## Input
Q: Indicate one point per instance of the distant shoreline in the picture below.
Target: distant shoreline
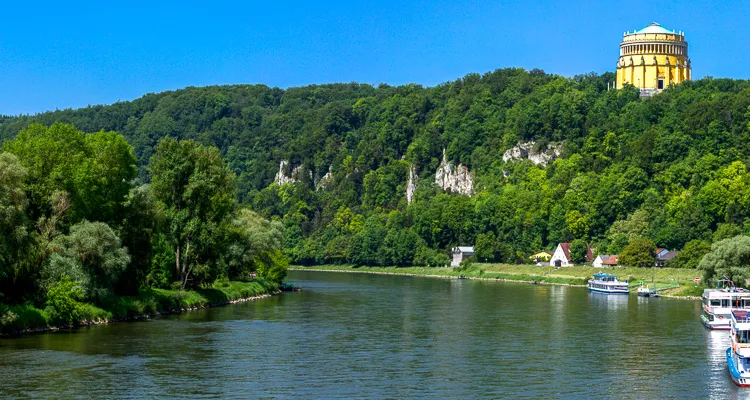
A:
(451, 274)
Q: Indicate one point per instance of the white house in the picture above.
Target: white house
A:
(461, 253)
(605, 260)
(561, 256)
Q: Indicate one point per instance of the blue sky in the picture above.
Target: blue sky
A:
(55, 55)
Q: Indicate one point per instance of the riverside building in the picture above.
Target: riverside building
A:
(653, 58)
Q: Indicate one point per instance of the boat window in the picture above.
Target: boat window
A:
(743, 336)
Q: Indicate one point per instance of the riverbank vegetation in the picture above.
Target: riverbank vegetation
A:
(681, 280)
(81, 242)
(68, 309)
(347, 173)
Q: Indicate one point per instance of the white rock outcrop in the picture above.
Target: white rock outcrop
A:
(294, 176)
(326, 180)
(411, 185)
(526, 151)
(454, 179)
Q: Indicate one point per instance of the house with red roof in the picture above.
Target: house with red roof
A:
(561, 256)
(605, 260)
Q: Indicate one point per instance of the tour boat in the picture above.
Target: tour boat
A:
(606, 283)
(718, 304)
(645, 291)
(738, 354)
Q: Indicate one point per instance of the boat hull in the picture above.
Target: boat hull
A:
(733, 373)
(608, 291)
(715, 326)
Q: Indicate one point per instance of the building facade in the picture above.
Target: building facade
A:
(461, 253)
(653, 58)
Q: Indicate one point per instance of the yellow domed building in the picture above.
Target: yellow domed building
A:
(653, 58)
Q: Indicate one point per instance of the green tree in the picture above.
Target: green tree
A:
(95, 170)
(142, 223)
(94, 249)
(691, 255)
(578, 251)
(196, 189)
(726, 231)
(254, 241)
(639, 253)
(728, 258)
(484, 247)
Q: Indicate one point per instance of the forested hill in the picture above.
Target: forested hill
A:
(672, 168)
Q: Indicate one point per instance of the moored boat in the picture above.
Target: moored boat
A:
(645, 291)
(738, 354)
(718, 304)
(606, 283)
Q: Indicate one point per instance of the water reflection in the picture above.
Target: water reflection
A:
(354, 336)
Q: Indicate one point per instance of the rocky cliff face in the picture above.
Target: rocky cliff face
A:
(526, 151)
(326, 181)
(454, 179)
(285, 176)
(411, 185)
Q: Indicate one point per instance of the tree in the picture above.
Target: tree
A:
(254, 241)
(95, 170)
(578, 251)
(691, 255)
(484, 247)
(142, 223)
(726, 231)
(639, 253)
(728, 258)
(196, 189)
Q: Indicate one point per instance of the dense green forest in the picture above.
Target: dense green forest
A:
(671, 168)
(77, 234)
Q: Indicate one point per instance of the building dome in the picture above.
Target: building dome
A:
(654, 27)
(652, 59)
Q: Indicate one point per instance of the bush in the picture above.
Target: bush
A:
(17, 318)
(64, 302)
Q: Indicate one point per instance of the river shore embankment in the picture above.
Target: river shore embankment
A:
(681, 280)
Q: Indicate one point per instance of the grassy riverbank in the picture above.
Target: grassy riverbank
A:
(681, 278)
(149, 302)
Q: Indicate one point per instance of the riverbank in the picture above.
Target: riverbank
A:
(149, 303)
(681, 279)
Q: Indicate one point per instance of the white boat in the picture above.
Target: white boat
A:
(718, 304)
(738, 354)
(606, 283)
(645, 291)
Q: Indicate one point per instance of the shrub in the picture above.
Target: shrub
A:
(64, 302)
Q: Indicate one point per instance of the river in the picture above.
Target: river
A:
(381, 336)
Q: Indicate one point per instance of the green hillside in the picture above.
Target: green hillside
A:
(671, 168)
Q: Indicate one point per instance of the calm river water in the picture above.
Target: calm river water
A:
(376, 336)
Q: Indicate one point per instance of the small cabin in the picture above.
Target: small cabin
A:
(461, 253)
(541, 257)
(561, 256)
(663, 257)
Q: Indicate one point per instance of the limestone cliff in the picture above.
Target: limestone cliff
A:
(326, 181)
(454, 179)
(411, 185)
(286, 176)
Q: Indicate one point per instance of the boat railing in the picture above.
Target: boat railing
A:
(741, 317)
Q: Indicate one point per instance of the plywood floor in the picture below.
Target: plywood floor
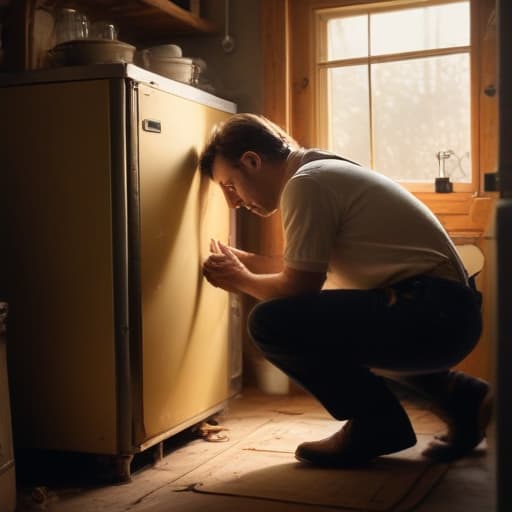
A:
(468, 486)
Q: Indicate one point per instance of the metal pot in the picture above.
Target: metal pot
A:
(92, 51)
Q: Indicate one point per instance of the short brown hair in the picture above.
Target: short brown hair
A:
(245, 132)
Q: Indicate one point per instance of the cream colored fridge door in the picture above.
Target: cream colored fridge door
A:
(185, 357)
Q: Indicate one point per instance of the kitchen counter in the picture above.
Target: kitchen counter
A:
(119, 70)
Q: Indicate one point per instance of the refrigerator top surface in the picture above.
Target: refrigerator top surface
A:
(121, 70)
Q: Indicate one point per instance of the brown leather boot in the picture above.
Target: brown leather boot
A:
(466, 409)
(359, 441)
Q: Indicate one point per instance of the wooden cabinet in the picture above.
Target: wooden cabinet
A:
(143, 20)
(140, 22)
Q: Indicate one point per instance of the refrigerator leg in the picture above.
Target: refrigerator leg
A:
(115, 468)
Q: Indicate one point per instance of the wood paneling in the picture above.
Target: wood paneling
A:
(467, 215)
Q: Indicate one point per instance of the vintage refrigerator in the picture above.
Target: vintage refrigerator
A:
(116, 340)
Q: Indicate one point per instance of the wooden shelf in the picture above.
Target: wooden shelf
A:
(143, 20)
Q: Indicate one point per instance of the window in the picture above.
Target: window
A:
(394, 88)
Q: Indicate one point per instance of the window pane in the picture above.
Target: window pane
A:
(423, 28)
(348, 113)
(347, 38)
(421, 107)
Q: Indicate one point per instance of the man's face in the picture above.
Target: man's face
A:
(244, 185)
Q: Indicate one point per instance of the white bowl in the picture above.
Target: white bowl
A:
(179, 68)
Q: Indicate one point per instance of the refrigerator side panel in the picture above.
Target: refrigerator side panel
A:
(55, 202)
(185, 348)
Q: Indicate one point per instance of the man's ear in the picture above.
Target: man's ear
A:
(251, 161)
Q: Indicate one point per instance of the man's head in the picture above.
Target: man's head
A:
(246, 156)
(245, 132)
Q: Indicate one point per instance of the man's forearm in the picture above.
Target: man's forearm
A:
(259, 263)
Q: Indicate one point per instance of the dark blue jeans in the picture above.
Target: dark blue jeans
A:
(328, 342)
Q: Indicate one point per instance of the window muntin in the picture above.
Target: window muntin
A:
(407, 99)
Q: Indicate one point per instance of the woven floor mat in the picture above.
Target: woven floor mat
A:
(263, 466)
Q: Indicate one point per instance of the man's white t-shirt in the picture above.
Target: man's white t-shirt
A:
(362, 228)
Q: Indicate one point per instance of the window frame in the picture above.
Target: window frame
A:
(288, 81)
(321, 131)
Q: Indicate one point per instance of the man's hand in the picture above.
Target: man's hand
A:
(223, 268)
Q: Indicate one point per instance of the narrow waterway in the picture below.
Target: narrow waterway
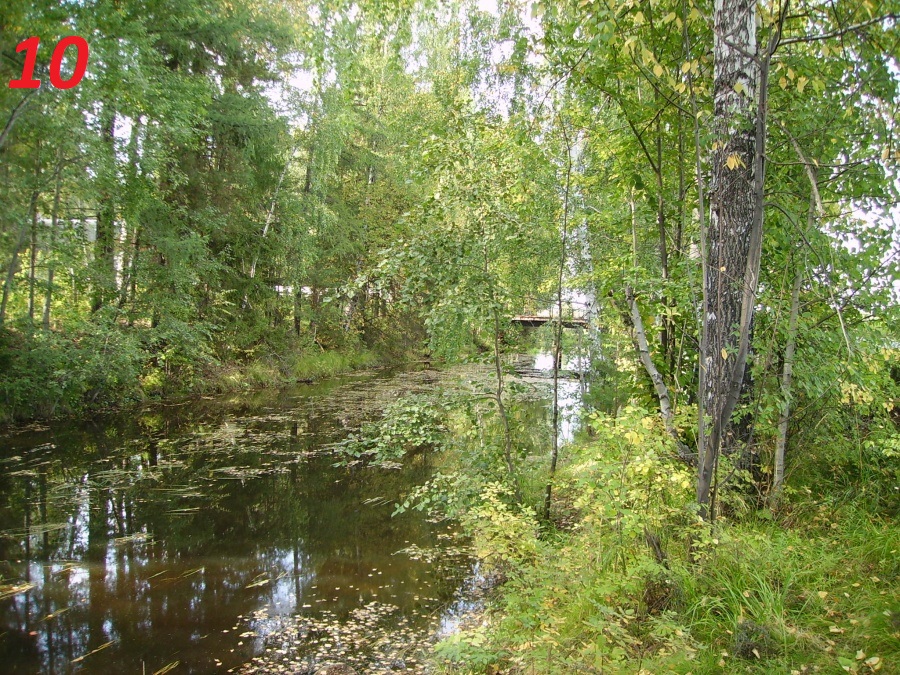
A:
(196, 536)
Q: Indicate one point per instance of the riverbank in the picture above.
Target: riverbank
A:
(45, 375)
(626, 579)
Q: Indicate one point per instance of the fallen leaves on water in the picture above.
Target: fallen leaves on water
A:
(93, 651)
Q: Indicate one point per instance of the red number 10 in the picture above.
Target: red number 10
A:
(30, 47)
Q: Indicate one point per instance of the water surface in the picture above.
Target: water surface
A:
(186, 533)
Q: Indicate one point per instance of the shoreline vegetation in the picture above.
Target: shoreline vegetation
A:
(625, 578)
(250, 192)
(60, 376)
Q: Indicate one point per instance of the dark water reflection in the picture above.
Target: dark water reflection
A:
(144, 539)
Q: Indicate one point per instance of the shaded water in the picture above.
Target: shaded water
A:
(201, 535)
(139, 540)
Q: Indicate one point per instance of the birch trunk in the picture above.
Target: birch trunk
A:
(734, 233)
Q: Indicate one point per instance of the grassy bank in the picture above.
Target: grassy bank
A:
(45, 374)
(626, 579)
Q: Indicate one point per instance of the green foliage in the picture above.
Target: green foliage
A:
(413, 423)
(46, 373)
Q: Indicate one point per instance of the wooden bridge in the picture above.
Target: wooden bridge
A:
(536, 321)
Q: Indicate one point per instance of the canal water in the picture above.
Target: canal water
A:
(199, 536)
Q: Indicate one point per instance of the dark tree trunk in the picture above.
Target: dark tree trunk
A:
(104, 247)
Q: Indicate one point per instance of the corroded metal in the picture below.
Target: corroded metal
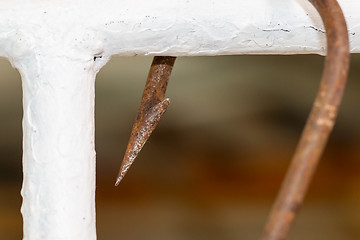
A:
(319, 124)
(152, 108)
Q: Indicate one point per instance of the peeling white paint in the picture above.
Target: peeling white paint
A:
(53, 44)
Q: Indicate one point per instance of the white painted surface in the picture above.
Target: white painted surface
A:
(59, 157)
(174, 27)
(53, 44)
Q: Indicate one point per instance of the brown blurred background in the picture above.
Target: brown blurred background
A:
(214, 165)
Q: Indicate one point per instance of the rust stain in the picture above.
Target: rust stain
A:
(152, 108)
(319, 123)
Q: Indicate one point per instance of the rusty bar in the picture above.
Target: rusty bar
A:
(318, 126)
(152, 108)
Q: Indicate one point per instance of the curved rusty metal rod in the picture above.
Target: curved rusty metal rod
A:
(319, 123)
(152, 108)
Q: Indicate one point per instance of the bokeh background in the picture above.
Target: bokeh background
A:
(215, 163)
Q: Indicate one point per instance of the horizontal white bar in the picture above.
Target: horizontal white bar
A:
(171, 27)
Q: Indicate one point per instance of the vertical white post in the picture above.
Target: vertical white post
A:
(59, 157)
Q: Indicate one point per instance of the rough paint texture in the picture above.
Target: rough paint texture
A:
(175, 27)
(53, 44)
(58, 79)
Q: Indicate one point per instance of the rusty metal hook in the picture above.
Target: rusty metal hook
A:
(314, 136)
(152, 108)
(319, 124)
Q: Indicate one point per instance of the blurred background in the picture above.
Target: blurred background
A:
(213, 167)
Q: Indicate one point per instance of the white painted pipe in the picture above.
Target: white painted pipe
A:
(59, 158)
(59, 46)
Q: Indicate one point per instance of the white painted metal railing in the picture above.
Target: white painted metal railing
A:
(59, 46)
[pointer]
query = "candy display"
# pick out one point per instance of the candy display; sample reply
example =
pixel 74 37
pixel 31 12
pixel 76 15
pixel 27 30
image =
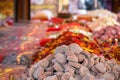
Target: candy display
pixel 73 63
pixel 82 47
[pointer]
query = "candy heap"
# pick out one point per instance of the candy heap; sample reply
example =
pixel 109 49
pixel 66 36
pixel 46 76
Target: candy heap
pixel 73 63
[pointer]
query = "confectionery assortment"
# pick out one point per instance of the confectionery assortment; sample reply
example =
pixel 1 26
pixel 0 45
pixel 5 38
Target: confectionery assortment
pixel 83 47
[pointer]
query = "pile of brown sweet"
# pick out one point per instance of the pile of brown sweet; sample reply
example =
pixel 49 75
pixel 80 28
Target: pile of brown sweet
pixel 73 63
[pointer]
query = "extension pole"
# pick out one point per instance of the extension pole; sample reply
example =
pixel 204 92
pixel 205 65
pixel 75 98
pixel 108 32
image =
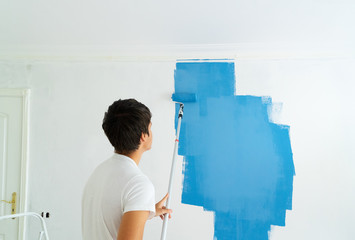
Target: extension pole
pixel 166 215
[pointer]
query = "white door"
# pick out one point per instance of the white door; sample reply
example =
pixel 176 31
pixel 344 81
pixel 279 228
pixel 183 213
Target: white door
pixel 13 153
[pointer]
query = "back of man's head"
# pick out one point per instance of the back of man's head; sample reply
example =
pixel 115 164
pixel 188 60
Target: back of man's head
pixel 124 123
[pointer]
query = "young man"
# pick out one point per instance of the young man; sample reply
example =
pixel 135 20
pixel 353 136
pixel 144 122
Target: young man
pixel 118 198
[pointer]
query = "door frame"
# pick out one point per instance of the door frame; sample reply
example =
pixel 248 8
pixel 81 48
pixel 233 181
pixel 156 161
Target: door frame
pixel 23 93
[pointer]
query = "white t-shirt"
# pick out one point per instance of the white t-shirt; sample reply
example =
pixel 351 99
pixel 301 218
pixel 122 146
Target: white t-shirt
pixel 115 187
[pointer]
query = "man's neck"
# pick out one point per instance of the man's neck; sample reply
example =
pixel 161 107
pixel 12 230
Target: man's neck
pixel 135 156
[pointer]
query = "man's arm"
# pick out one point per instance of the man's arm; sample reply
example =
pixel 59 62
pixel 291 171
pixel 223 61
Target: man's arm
pixel 132 225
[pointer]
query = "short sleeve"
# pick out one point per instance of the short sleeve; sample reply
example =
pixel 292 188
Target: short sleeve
pixel 139 195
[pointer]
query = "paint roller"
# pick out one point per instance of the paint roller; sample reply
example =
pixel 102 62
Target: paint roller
pixel 180 98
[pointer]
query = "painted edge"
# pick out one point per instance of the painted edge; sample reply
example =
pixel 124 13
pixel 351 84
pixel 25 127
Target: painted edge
pixel 24 160
pixel 171 52
pixel 23 93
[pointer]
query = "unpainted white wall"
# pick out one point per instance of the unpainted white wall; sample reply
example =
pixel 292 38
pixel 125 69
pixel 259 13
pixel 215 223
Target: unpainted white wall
pixel 78 57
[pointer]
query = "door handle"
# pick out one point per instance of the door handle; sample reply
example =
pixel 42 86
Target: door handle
pixel 12 202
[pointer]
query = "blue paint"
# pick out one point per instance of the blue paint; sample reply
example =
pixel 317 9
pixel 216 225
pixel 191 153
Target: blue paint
pixel 237 163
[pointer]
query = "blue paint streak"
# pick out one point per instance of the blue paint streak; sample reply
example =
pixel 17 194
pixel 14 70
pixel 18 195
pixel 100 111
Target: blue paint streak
pixel 237 163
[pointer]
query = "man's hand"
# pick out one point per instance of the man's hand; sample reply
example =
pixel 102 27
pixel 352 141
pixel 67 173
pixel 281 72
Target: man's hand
pixel 132 225
pixel 160 209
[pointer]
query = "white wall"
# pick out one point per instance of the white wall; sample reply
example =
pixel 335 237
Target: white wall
pixel 66 141
pixel 78 57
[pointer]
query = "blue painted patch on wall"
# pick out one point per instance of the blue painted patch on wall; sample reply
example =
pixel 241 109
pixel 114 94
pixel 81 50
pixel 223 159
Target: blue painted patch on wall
pixel 237 163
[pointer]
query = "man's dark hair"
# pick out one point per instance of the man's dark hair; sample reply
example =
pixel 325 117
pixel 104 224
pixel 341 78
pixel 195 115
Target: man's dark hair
pixel 124 123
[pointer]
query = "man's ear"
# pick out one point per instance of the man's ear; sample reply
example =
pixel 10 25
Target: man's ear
pixel 144 137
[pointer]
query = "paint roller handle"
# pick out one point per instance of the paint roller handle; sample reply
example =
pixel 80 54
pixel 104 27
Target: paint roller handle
pixel 165 223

## What this task involves
Would you print exactly, and only, the lines of the data above from the line with "pixel 353 136" through the line with "pixel 59 62", inclusive?

## Written answer
pixel 353 136
pixel 144 122
Target: young man
pixel 118 198
[pointer]
query = "door frame"
# pick out one point per instance of the door frame; sample reply
example =
pixel 248 8
pixel 81 48
pixel 233 181
pixel 156 161
Target: door frame
pixel 23 93
[pointer]
query = "white t-shirt"
# pick out one point per instance of the white t-shirt; sample reply
example =
pixel 351 99
pixel 301 218
pixel 122 146
Target: white t-shirt
pixel 115 187
[pointer]
query = "man's neck"
# pick out one point per instance of the man's neck; sample reply
example =
pixel 161 107
pixel 12 230
Target: man's neck
pixel 135 156
[pointer]
query = "man's arm"
# pick out one point per instance of the man's arm; sample reply
example =
pixel 59 62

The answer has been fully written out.